== Problem description ==
Write each line exactly, from the line that holds "Target: evergreen tree" through the final line of the material, and no other line.

** begin Data for processing **

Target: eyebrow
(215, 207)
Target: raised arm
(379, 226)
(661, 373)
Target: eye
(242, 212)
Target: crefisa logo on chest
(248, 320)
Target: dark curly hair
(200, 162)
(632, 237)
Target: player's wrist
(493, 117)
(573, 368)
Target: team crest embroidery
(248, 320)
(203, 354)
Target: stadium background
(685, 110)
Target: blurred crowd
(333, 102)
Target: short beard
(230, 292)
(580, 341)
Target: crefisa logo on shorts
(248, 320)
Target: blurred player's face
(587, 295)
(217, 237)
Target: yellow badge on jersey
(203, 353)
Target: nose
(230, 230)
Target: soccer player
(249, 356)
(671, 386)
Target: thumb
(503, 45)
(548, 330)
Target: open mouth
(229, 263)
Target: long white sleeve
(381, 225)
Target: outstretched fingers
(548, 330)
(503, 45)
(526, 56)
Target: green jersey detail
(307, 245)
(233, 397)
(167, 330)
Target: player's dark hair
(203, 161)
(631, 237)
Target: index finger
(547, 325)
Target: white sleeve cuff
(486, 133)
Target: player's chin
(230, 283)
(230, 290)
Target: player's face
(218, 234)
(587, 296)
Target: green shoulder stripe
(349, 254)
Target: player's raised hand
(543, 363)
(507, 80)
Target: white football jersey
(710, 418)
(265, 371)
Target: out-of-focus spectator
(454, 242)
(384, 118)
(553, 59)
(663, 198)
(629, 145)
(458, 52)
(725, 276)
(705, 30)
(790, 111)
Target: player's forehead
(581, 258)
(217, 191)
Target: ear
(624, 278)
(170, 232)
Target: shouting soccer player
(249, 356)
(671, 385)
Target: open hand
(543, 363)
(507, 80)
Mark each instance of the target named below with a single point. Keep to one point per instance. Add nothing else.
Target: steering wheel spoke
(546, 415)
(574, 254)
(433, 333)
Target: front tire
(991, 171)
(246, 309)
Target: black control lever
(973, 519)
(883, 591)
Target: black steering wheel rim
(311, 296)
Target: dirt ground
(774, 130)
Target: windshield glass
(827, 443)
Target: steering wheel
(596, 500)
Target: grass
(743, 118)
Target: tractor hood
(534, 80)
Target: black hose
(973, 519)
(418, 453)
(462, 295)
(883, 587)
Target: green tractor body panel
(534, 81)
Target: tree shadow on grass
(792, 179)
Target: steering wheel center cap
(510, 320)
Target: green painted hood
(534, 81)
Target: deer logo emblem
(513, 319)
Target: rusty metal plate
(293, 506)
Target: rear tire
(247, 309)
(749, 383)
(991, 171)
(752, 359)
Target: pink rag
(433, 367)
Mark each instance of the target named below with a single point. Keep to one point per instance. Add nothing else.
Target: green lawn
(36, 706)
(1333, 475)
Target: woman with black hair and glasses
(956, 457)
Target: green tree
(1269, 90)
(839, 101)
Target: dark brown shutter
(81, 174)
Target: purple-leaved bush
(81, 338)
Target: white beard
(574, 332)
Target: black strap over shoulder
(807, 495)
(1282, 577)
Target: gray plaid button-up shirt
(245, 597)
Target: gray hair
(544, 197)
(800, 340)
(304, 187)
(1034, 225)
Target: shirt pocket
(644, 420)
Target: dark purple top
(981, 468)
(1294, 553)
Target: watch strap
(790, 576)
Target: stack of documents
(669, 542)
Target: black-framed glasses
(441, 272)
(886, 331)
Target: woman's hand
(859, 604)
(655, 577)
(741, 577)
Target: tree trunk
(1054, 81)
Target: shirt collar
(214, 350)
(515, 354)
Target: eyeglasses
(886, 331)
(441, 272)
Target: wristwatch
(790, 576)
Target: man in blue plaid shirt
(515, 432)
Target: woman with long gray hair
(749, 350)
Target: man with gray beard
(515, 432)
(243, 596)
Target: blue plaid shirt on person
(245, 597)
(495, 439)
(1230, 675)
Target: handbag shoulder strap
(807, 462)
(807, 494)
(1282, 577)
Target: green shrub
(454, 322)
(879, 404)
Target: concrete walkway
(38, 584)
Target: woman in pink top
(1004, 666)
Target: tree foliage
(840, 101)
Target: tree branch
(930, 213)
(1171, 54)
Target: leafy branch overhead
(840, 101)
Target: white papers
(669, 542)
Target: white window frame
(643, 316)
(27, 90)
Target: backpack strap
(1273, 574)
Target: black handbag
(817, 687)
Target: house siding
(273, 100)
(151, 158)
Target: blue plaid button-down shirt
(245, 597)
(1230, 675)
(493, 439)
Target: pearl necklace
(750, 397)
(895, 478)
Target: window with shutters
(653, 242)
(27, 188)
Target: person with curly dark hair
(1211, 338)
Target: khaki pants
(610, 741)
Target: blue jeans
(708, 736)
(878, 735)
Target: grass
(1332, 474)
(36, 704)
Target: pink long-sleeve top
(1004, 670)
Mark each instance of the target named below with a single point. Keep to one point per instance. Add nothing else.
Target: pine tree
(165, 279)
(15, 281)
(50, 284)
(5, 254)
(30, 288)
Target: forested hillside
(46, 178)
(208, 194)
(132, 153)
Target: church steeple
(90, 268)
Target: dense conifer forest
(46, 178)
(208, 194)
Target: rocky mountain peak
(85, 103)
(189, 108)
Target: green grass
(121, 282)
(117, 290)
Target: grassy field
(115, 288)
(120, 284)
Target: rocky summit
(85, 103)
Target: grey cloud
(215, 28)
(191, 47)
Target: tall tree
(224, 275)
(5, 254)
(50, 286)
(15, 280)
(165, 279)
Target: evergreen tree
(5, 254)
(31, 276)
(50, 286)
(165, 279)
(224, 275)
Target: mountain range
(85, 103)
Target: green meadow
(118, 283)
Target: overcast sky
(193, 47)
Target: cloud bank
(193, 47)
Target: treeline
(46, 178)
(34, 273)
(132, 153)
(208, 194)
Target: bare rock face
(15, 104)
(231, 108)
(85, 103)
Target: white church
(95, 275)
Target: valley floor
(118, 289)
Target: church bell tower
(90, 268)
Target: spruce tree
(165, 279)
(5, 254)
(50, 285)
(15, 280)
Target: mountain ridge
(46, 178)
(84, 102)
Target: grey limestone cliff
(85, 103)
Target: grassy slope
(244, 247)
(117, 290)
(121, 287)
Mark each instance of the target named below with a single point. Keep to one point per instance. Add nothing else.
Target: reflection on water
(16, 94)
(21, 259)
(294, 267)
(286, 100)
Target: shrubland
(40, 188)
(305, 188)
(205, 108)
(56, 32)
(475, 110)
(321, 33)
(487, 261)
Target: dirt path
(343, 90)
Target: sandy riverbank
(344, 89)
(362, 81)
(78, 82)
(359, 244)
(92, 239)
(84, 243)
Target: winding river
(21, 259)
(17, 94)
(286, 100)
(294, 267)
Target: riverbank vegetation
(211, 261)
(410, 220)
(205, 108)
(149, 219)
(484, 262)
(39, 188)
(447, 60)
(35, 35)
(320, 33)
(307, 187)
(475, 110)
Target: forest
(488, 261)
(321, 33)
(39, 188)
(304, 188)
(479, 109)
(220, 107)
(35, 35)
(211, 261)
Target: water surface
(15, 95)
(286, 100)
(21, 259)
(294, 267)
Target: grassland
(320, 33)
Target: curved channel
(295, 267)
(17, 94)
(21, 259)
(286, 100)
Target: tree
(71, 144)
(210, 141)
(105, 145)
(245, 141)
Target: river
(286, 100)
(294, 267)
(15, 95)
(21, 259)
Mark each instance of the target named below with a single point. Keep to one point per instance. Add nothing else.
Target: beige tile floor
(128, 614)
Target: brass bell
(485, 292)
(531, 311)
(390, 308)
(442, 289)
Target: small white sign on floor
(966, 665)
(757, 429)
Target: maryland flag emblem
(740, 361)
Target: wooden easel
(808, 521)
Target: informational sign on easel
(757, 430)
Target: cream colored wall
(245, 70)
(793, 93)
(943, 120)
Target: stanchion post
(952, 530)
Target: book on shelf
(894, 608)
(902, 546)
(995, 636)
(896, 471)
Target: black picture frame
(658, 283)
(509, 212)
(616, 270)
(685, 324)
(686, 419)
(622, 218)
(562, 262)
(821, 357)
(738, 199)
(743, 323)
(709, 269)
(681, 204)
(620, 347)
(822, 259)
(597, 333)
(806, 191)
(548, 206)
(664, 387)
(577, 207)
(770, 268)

** end Data for processing **

== Task solution ==
Target: evergreen tree
(5, 254)
(31, 276)
(50, 286)
(165, 279)
(224, 275)
Target: mountain range
(85, 103)
Target: green meadow
(118, 283)
Target: overcast sky
(193, 47)
Target: cloud bank
(193, 47)
Target: treeline
(46, 178)
(34, 273)
(132, 153)
(208, 194)
Target: bare rock face
(15, 104)
(231, 108)
(85, 103)
Target: white church
(95, 275)
Target: valley floor
(118, 289)
Target: church bell tower
(90, 268)
Target: spruce tree
(165, 279)
(5, 254)
(50, 285)
(15, 280)
Target: mountain ridge
(46, 178)
(84, 102)
Target: grey limestone cliff
(85, 103)
Target: grassy slope
(244, 247)
(117, 290)
(121, 287)
Mark each instance of the target named below with a single point. Keep to one point per instance. Add nothing else.
Target: reflection on water
(16, 94)
(21, 259)
(294, 267)
(286, 100)
Target: shrubland
(40, 188)
(305, 188)
(205, 108)
(56, 32)
(475, 110)
(321, 33)
(487, 261)
Target: dirt path
(343, 90)
Target: sandy riverbank
(344, 89)
(362, 81)
(78, 82)
(359, 244)
(92, 239)
(84, 243)
Target: winding river
(21, 259)
(17, 94)
(286, 100)
(294, 267)
Target: riverbank vegetation
(211, 261)
(410, 220)
(205, 108)
(149, 219)
(484, 262)
(39, 188)
(447, 60)
(35, 35)
(320, 33)
(307, 187)
(475, 110)
Target: forest
(488, 261)
(321, 33)
(39, 188)
(304, 188)
(479, 109)
(220, 107)
(35, 35)
(211, 261)
Target: water surface
(15, 95)
(286, 100)
(21, 259)
(294, 267)
Target: grassland
(320, 33)
Target: curved channel
(295, 267)
(17, 94)
(21, 259)
(286, 100)
Target: tree
(71, 144)
(210, 141)
(105, 145)
(245, 141)
Target: river
(286, 100)
(294, 267)
(15, 95)
(21, 259)
Mark each instance of the target named below with a single point. Keep to one point per instance. Add nothing else.
Target: beige tile floor
(128, 614)
Target: brass bell
(485, 292)
(531, 311)
(390, 308)
(442, 289)
Target: small white sign on floor
(966, 665)
(757, 429)
Target: maryland flag emblem
(740, 361)
Target: wooden easel
(808, 521)
Target: informational sign on easel
(757, 430)
Target: cream colored wall
(245, 70)
(793, 93)
(943, 120)
Target: stanchion post
(952, 530)
Target: book on shelf
(894, 608)
(902, 546)
(995, 636)
(896, 471)
Target: black picture frame
(658, 283)
(509, 212)
(616, 270)
(685, 324)
(686, 419)
(622, 218)
(562, 262)
(821, 357)
(738, 199)
(743, 323)
(709, 269)
(681, 204)
(620, 347)
(822, 259)
(597, 333)
(806, 191)
(548, 206)
(664, 387)
(577, 207)
(770, 268)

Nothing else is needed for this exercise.